╭──
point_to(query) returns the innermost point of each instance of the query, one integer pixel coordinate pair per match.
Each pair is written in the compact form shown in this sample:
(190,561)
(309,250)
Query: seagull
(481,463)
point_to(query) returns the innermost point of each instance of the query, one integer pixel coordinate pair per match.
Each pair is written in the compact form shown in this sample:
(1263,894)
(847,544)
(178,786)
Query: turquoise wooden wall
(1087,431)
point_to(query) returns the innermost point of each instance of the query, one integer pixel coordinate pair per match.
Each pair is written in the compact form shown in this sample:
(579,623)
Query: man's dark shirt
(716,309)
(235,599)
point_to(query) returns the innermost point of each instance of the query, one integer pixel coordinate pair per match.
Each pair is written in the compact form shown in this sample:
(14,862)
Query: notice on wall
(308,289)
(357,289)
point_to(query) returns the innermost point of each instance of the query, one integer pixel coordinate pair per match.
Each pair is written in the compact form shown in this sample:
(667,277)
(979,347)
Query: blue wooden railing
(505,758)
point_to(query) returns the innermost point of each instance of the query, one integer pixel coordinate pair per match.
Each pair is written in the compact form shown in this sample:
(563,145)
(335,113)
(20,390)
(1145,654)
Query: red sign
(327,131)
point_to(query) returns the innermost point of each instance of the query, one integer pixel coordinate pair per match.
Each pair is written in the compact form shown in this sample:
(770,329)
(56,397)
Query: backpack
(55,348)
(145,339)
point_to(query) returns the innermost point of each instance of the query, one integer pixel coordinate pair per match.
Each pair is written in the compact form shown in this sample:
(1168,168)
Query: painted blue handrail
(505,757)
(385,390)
╰──
### Problem to work on
Exactly as written, restate every line of the listing above.

### Response
point_to(query) returns the innermost point of each instance of the query, one integer pixel coordinate pair per match.
Each pair is written in the compact form shown in this sample:
(190,561)
(309,250)
Query: seagull
(481,463)
point_to(query) returns the innermost point of each instance of the query, one integer pixel coordinate pair per match.
Each pair is written in the compact form shown in this sample:
(1263,894)
(847,544)
(178,786)
Query: turquoise wooden wall
(1087,431)
point_to(query) returns the innermost point of each instance of the query, one integer pixel coordinate pair per match.
Each pair is written in the compact form shown in this sample:
(579,623)
Query: man's dark shirt
(716,309)
(235,599)
point_to(query) returns the innermost point of each instance of the query, one integer pixel coordinate pair per match.
Each pair is written in the compact form shown in this sample:
(14,862)
Query: notice on wall
(308,289)
(357,289)
point_to(query) returns the innermost point of each instance of the query, one integer pixel coordinate pair per match.
Each pair is written in the compact form shown in this sample:
(667,277)
(979,347)
Query: blue wooden railing
(505,758)
point_to(query) returns the innermost point of each instance of the query, one integer pixel coordinate pair per match.
Each pair is written in the compact form shown in this sample:
(563,145)
(335,113)
(20,390)
(1145,654)
Query: red sign
(327,131)
point_to(query) returns the innermost point of each instance of the query, one integer pixel coordinate pair per match.
Each pair is written in the compact form shown in this sample:
(770,329)
(56,397)
Query: backpack
(55,348)
(145,339)
point_to(query) returns the innermost point of each instance of the query, one integer pixel coordinate pair per match.
Each pair is written in the compact form shown in this sample:
(1168,168)
Query: painted blue handrail
(505,757)
(385,390)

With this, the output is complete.